• [Exercise tasks]:
(1) Condense the paragraph of the text on vertebrate toxic agents that begins "Labels say whether" into a bulleted list that keeps its main facts.
(2) Rewrite the portion of the text on vertebrate toxic agents between "Poisons used to" and "have been laid.", inclusive, with "possums" replaced by "rabbits".
(3) Name every poison mentioned in the text on vertebrate toxic agents.

• [Extracted text]:
*****
Poisons used to control animal pests are also called vertebrate toxic agents or VTAs. They include brodifacoum, cyanide and 1080 which are the main vertebrate toxic agents used in New Zealand to kill possums and other pests. Product labels give clear directions on use and these must be followed. There are also requirements for signage in areas where poisons have been laid.
Labels say whether the poison may be laid free (meaning that it’s not inside a bait station) or must be in bait stations. Brodifacoum used commercially for possum control must be laid in a bait station and can only be dropped from the air on islands. Some of these poisons, including brodifacoum and similar chemicals such as bromodialone and flucoumafen, are also available in small pack sizes for unrestricted sale to the public for rodent control and must be used in bait stations.
*****
(Data items)
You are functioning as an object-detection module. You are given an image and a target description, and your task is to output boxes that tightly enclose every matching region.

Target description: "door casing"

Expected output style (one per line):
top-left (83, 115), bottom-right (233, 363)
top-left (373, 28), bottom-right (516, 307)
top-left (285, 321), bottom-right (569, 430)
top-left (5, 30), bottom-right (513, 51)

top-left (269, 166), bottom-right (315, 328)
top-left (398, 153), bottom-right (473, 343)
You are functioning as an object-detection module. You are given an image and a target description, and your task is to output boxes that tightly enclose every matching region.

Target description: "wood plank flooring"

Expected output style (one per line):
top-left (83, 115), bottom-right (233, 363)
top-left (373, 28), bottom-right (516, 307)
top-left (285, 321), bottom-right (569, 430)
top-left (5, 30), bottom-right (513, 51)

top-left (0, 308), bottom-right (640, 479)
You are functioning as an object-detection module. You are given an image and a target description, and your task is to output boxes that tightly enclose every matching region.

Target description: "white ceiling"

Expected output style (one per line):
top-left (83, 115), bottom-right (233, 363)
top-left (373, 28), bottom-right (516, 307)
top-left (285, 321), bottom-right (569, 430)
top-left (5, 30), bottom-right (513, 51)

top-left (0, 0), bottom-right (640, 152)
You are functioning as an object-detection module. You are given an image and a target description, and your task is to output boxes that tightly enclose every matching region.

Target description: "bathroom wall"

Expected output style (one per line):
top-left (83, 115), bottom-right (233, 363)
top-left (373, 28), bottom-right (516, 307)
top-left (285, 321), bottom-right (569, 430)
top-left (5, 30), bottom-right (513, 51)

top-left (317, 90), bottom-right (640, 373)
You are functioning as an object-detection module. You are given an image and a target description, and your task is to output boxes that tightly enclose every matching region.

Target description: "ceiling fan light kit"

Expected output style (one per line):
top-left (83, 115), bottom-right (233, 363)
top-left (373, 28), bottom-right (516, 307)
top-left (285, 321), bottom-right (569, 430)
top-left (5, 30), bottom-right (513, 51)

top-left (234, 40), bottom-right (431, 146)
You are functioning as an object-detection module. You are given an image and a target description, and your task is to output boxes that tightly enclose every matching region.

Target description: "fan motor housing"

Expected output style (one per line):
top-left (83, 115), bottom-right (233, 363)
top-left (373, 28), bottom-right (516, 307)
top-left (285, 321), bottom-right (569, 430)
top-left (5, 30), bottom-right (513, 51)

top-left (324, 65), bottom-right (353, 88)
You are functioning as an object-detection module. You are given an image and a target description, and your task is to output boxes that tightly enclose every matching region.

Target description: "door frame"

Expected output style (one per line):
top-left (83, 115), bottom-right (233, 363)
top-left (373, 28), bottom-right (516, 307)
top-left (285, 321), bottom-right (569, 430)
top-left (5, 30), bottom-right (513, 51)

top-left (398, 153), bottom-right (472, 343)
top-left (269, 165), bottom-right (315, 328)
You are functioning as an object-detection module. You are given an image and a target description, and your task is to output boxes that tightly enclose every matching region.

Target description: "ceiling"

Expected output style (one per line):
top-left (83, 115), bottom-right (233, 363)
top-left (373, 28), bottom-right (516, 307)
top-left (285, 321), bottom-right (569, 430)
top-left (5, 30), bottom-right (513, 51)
*****
• [Per-task answers]:
(1)
- Labels state whether a poison may be laid free (outside a bait station) or must be placed in bait stations.
- Brodifacoum used commercially for possum control must be laid in a bait station and may be dropped from the air only on islands.
- Brodifacoum and similar chemicals such as bromodialone and flucoumafen are also sold to the public without restriction in small pack sizes for rodent control.
- These small packs must be used in bait stations.

(2)
Poisons used to control animal pests are also called vertebrate toxic agents or VTAs. They include brodifacoum, cyanide and 1080 which are the main vertebrate toxic agents used in New Zealand to kill rabbits and other pests. Product labels give clear directions on use and these must be followed. There are also requirements for signage in areas where poisons have been laid.

(3)
- Brodifacoum
- Cyanide
- 1080
- Bromodialone
- Flucoumafen